Exercise goal >> Rewrite the listing below from the line containing "If you could tag the bridge pier" through the end of the listing, using "grateful" in place of "thankful" and leaving everything else unchanged. Return only those lines.

Input for this task >>

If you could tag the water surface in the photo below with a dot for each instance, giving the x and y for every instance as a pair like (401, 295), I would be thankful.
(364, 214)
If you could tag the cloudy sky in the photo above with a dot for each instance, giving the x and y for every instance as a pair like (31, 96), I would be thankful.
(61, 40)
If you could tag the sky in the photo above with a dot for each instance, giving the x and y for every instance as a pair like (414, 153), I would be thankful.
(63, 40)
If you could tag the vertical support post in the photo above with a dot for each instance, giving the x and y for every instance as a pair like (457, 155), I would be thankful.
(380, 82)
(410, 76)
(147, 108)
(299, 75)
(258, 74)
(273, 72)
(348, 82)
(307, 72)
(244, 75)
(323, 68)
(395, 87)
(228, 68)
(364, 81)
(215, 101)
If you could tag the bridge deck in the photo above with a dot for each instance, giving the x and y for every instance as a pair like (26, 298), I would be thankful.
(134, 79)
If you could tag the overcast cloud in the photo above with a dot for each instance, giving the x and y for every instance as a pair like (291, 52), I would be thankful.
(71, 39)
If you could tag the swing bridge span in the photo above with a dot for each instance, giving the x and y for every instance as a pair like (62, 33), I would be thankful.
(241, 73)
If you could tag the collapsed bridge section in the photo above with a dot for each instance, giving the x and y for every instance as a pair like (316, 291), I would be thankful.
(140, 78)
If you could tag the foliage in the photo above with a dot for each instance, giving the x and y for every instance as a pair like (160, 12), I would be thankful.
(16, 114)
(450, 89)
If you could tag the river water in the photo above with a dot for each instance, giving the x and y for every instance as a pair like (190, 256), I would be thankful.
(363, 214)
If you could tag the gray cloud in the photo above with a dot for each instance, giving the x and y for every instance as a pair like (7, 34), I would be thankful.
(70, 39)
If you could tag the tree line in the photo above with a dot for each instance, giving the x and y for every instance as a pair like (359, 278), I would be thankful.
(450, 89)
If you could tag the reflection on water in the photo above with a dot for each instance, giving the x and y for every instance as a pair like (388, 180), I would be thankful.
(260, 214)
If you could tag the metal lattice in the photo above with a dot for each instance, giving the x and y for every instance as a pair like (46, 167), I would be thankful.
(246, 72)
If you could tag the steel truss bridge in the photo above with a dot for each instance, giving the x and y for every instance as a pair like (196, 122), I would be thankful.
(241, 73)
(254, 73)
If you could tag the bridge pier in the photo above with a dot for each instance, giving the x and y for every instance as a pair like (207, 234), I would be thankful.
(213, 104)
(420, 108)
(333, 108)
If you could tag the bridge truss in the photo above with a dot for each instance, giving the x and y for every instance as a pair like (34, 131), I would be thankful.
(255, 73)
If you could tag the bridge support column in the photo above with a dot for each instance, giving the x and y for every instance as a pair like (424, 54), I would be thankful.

Answer to this task >>
If you could tag the bridge pier in the photo above with a dot for each instance, giving the x and y for every instance as a pair like (207, 234), I would be grateful.
(213, 104)
(420, 108)
(333, 108)
If you could tag the bridge truss in the photo above with a dot for each instance, giving the x and y for every instance as a pair like (34, 131), I would be grateful.
(255, 73)
If you could tag the bridge support column in the photo above with a dot for each instance, giving the x and y for every instance as a pair like (424, 54), I would be grateful.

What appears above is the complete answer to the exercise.